The FDA has issued warnings to several companies that had been selling medical products derived from umbilical cord blood. Umbilical cord blood is a great source of stem cells. These are unspecialized cells that have the ability to transform into virtually any type of cell. For this reason, stem cell therapy is becoming increasingly sought after for the treatment of all sorts of conditions and physical injuries. This is despite the fact that research into this form of therapy is still in its early stages in many ways. This is also why the FDA has issued detailed and strict regulations regarding which products derived from umbilical cord blood can receive approval to be sold to medical professionals and their patients, as well as under what conditions. Recently, however, the FDA identified several companies that were selling umbilical cord-derived products without their approval. What is more, many of these companies appeared not to have abided by the FDA guidelines when harvesting umbilical cord blood and preparing their products. This can put people using these products at very serious risk. The FDA has, therefore, issued warnings to each of these companies, asking them to immediately address the issues and to reply to the warnings, detailing the steps they intend to take in order to remedy these issues. Should the companies fail to respond appropriately, they may face seizures, injunctions, or even prosecution. Following the May inspection of the Liveyon Labs and Liveyon LLC facilities in Yorba Linda,
CA, FDA officials found that the companies were unlawfully harvesting, processing, and selling umbilical cord blood-derived products. According to FDA officials, PURE and PURE PRO failed to comply with current good tissue practice and good manufacturing practice regulations. This means that the companies had not appropriately screened the donors to make sure that they met all the required health markers before harvesting their umbilical cord blood. The handling of the collected blood was also inappropriate, say the FDA. This means that the resulting products may have been contaminated with viruses or other potentially dangerous microorganisms. The FDA has also sent untitled letters to two other companies — RichSource Stem Cells and Chara Biologics — because they found that these companies were selling unapproved stem cell products. They also sent another 20 letters to manufacturers and healthcare providers that may also be
offering people stem cell products that have not received FDA approval.

> _Problem description_
Answer these questions about the FDA passage:
1. What actions might companies face if they fail to respond appropriately to the warnings?
2. In what month were the Liveyon Labs and Liveyon LLC facilities inspected, and where are they located?
3. Which two companies received untitled letters for selling unapproved stem cell products?

> _Provided data_
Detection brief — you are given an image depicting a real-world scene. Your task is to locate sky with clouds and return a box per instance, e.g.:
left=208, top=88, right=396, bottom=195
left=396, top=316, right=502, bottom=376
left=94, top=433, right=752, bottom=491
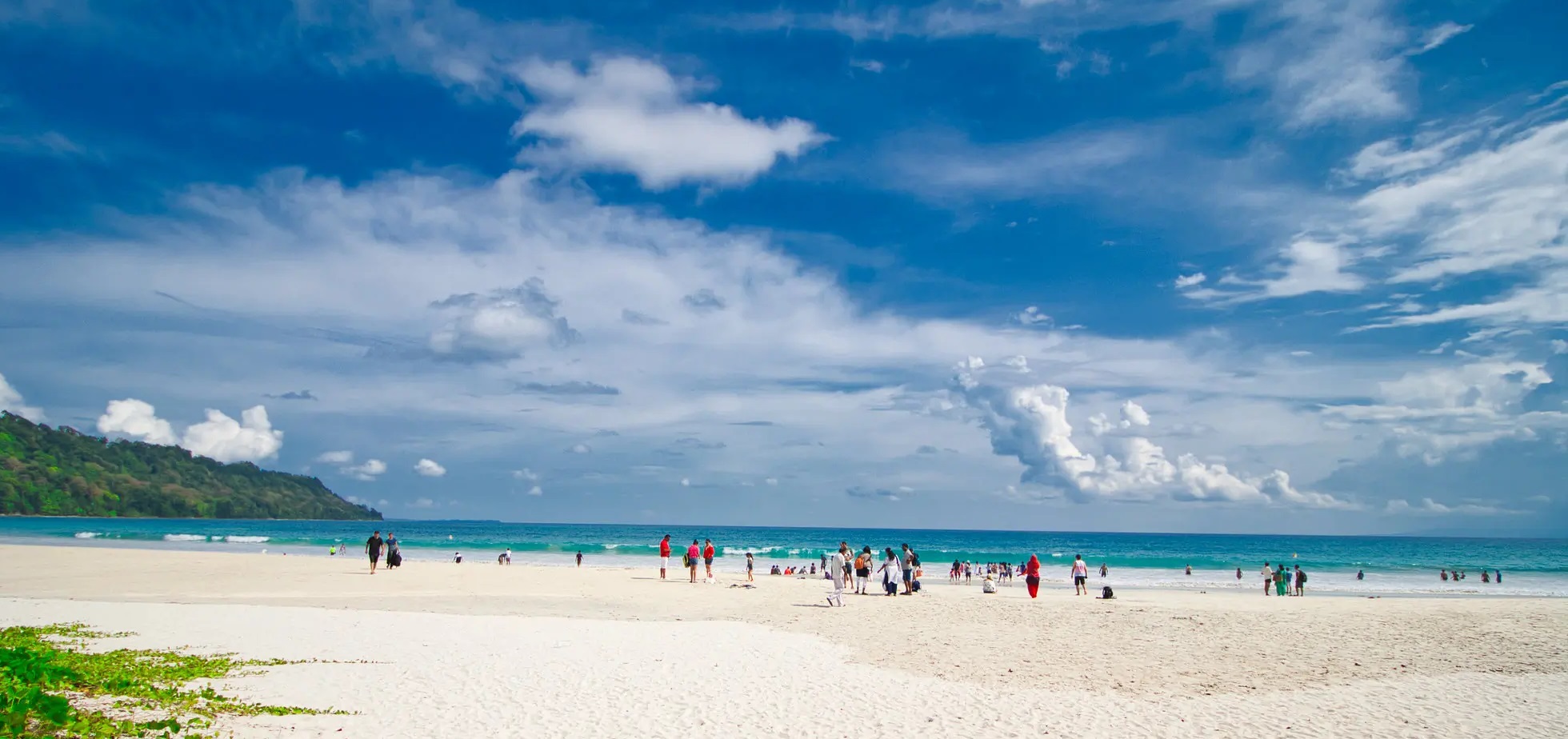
left=0, top=0, right=1568, bottom=535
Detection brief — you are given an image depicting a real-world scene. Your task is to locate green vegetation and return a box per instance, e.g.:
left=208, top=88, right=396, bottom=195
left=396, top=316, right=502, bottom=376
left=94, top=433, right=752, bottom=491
left=0, top=413, right=381, bottom=521
left=0, top=625, right=337, bottom=739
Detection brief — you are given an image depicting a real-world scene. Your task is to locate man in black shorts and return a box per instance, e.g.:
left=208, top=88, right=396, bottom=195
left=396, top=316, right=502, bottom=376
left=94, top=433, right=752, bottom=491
left=366, top=530, right=381, bottom=574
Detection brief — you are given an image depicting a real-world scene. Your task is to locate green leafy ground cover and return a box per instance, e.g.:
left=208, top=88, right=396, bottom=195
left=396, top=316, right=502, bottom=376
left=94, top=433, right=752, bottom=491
left=0, top=625, right=335, bottom=739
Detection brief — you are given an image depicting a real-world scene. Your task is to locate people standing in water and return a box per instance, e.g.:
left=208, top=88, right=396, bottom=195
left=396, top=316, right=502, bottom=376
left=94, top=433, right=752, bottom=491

> _Response area_
1. Seizures, injunctions, or even prosecution.
2. May; Yorba Linda, CA.
3. RichSource Stem Cells and Chara Biologics.